(Assigned task) Make an exact copy of the records, and keep the pictures out of it.

(Exercise material)
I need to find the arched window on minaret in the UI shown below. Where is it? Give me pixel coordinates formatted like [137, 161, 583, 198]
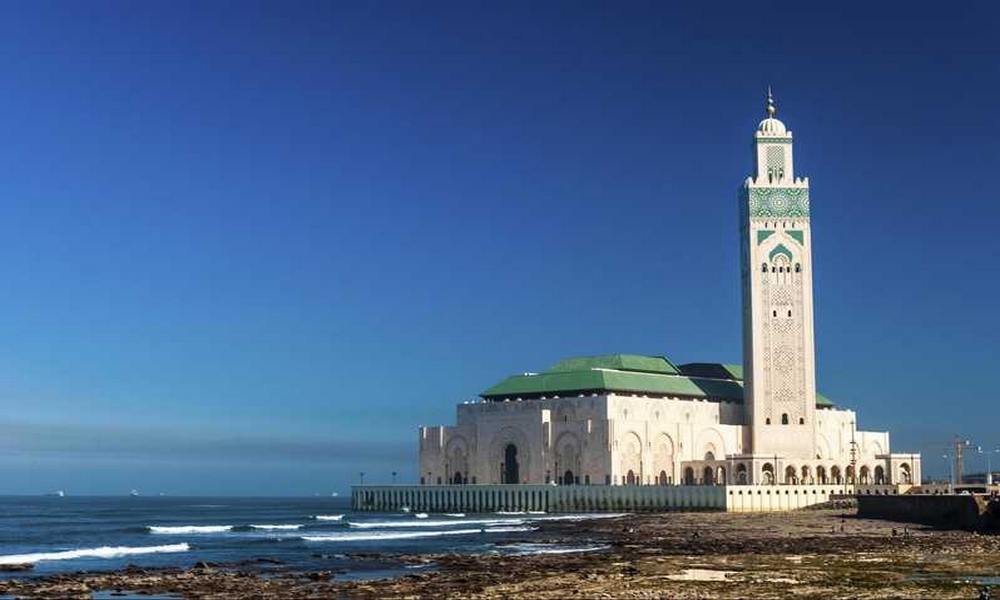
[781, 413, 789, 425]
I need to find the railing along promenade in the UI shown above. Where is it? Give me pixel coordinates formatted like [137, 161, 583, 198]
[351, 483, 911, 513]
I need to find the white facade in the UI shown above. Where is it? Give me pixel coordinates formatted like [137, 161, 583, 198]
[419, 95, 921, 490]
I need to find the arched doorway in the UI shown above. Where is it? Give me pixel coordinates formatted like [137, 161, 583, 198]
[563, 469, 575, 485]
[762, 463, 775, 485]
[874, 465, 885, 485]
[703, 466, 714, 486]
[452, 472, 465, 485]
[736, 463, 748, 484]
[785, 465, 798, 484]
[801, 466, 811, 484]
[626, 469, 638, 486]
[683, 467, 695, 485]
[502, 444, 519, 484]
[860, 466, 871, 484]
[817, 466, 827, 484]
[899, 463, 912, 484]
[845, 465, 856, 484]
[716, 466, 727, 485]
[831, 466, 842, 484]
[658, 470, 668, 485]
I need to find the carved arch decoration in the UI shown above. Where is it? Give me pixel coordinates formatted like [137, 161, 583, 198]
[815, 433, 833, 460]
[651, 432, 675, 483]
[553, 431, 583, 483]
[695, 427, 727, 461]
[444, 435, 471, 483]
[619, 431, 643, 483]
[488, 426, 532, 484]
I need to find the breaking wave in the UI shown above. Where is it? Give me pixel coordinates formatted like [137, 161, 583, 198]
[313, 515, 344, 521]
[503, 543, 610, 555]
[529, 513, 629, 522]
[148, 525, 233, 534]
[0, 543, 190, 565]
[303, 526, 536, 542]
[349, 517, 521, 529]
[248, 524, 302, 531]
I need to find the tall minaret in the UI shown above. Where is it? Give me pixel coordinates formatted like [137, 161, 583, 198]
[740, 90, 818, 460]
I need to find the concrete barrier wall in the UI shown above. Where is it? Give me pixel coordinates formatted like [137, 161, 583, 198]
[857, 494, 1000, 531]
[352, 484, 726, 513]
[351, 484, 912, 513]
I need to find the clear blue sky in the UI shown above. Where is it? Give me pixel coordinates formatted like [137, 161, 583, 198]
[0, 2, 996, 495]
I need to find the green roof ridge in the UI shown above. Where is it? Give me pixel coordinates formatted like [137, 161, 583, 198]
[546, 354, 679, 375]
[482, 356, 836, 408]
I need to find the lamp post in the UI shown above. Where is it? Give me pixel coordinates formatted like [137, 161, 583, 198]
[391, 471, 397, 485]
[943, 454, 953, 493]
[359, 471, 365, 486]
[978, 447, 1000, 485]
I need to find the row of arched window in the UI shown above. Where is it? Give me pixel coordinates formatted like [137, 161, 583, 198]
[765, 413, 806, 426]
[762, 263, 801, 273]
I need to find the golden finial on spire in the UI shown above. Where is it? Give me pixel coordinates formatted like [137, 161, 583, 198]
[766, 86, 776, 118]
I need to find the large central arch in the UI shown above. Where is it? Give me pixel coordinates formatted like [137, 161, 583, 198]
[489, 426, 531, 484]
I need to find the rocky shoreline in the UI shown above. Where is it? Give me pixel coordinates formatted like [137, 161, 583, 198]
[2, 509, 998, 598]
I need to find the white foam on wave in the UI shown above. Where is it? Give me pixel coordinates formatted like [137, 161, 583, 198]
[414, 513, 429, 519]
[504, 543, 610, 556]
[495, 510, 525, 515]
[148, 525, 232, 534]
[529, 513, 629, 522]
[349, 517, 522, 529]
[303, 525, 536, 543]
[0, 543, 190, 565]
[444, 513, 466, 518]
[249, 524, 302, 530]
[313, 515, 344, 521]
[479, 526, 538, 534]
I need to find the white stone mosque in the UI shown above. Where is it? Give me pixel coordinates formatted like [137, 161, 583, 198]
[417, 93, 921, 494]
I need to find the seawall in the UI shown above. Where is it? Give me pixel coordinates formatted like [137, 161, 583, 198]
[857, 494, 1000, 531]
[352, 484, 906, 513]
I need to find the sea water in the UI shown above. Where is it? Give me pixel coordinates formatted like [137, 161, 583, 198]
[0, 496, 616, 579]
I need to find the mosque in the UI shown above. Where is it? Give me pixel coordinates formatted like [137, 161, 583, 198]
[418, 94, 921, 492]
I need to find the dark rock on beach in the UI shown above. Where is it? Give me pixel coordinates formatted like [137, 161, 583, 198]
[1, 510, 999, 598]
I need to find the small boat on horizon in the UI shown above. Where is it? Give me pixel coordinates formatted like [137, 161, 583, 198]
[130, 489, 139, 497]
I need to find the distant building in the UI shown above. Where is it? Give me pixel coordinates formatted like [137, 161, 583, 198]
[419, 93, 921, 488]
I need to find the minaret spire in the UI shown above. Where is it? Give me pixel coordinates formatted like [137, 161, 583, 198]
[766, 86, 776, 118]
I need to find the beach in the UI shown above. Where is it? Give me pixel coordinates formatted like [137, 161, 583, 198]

(Response box)
I need to find the arched window on minaret in the UI shown below. Where is it? Give me pixel coordinates formatted like [137, 161, 583, 198]
[781, 413, 789, 425]
I need to find the railing along promenade in the UI shown above. Where is it? Give me pixel coordinates formatted like [137, 161, 583, 198]
[351, 483, 911, 513]
I need to find the white facade in the UI shown above. Where is it? Give me pixel coordinates formatted like [137, 161, 583, 198]
[419, 95, 921, 490]
I need to find the arched doorway in the UI shown above. Where is it? Give me pixel coordinates formatted like [137, 161, 583, 198]
[563, 469, 575, 485]
[762, 463, 775, 485]
[874, 465, 885, 485]
[703, 466, 714, 486]
[452, 472, 465, 485]
[736, 463, 748, 484]
[785, 465, 798, 484]
[801, 466, 811, 484]
[626, 469, 638, 486]
[683, 467, 695, 485]
[502, 444, 519, 484]
[860, 466, 871, 484]
[817, 466, 827, 484]
[899, 463, 912, 484]
[845, 465, 856, 484]
[716, 466, 727, 485]
[831, 466, 842, 484]
[658, 470, 668, 485]
I need to find the carved arch decoration in the UI shown above. Where is it? Give me pixel coordinates formatted like [137, 161, 583, 198]
[815, 433, 833, 460]
[651, 432, 675, 483]
[553, 431, 583, 483]
[695, 427, 727, 461]
[444, 435, 471, 483]
[619, 431, 643, 483]
[488, 426, 532, 484]
I need to find the breaking wave in the UI shown above. Where is it? Give me pixel coordinates formatted like [137, 161, 583, 198]
[313, 515, 344, 521]
[503, 543, 610, 555]
[529, 513, 629, 522]
[148, 525, 233, 534]
[0, 543, 190, 565]
[303, 526, 536, 542]
[349, 517, 521, 529]
[248, 524, 302, 531]
I need to find the tall minaret in the UI shown above. Where is it? Give me pixel coordinates formatted like [137, 161, 583, 198]
[740, 90, 818, 460]
I need to find the concrete barrier wall in the UI shown above. Where is it? Give me pixel coordinates formatted like [137, 161, 583, 198]
[857, 494, 1000, 531]
[352, 484, 726, 513]
[351, 484, 912, 513]
I need to find the clear blue sky in the UI shown above. Where is it? Give me pixel coordinates formatted like [137, 161, 583, 198]
[0, 2, 996, 495]
I need to find the green roof ridge in the UI shown above. Where is it? Give me pixel coordinates formatted like [137, 161, 583, 198]
[546, 354, 679, 375]
[482, 356, 836, 408]
I need to find the lamp post in the UI shown above. Where is it? Give me pixel coordinates formatted like [137, 161, 583, 198]
[391, 471, 397, 485]
[943, 454, 953, 493]
[359, 471, 365, 486]
[978, 447, 1000, 485]
I need to find the row of arched window in the UI shown above. Where is it? Give me pixel coordinates formatted like [137, 161, 583, 198]
[765, 413, 806, 426]
[762, 263, 801, 273]
I need to find the golden finial on spire in the UI shown above. Where is it? Give me pixel coordinates formatted like [137, 161, 583, 198]
[766, 86, 776, 118]
I need to find the large central arch in the UI shown above. Where is it? Give me pixel coordinates formatted like [137, 161, 583, 198]
[489, 426, 531, 484]
I need to find the rocky shoreline in the UI shown above. Where is it? Give me pixel coordinates formatted like [137, 161, 583, 198]
[2, 509, 998, 598]
I need to find the white foam on wave in the UI shown above. Where is it? Give me pixel coordinates formatted like [137, 161, 583, 198]
[414, 513, 429, 519]
[504, 543, 610, 556]
[495, 510, 525, 515]
[148, 525, 232, 534]
[529, 513, 629, 522]
[349, 517, 522, 529]
[303, 525, 536, 543]
[0, 543, 190, 565]
[444, 513, 466, 518]
[249, 524, 302, 530]
[313, 515, 344, 521]
[479, 526, 538, 534]
I need to find the white stone mosque in the UI shown above. Where is it? Give me pixel coordinates formatted like [137, 161, 583, 198]
[417, 93, 921, 494]
I need to find the seawall in the UI shown above. Where is it? Give me pixel coordinates formatted like [137, 161, 583, 198]
[857, 494, 1000, 531]
[352, 484, 906, 513]
I need to find the sea water in the UI shown above. Where is it? Give me pixel coordinates formatted like [137, 161, 583, 198]
[0, 496, 616, 579]
I need to find the mosque in the UI shown above. Where is it? Give me pixel coordinates formatted like [137, 161, 583, 198]
[418, 94, 921, 492]
I need to find the dark rock on beach in the UI shown above. Where is it? Give me pixel coordinates formatted like [137, 161, 583, 198]
[1, 510, 999, 598]
I need to find the small boat on horizon in the UI shown above. Where is it? Give me pixel coordinates formatted like [137, 161, 583, 198]
[130, 489, 139, 497]
I need to find the distant building in the UI shown above. Where is it? Give me pixel coordinates formatted like [137, 161, 583, 198]
[419, 93, 921, 488]
I need to find the minaret spire in the UI shown above. Where is it? Give me pixel coordinates formatted like [137, 161, 583, 198]
[766, 86, 776, 118]
I need to find the beach in the UI shown above. Where is it? Give me pixel coordinates formatted like [137, 161, 583, 198]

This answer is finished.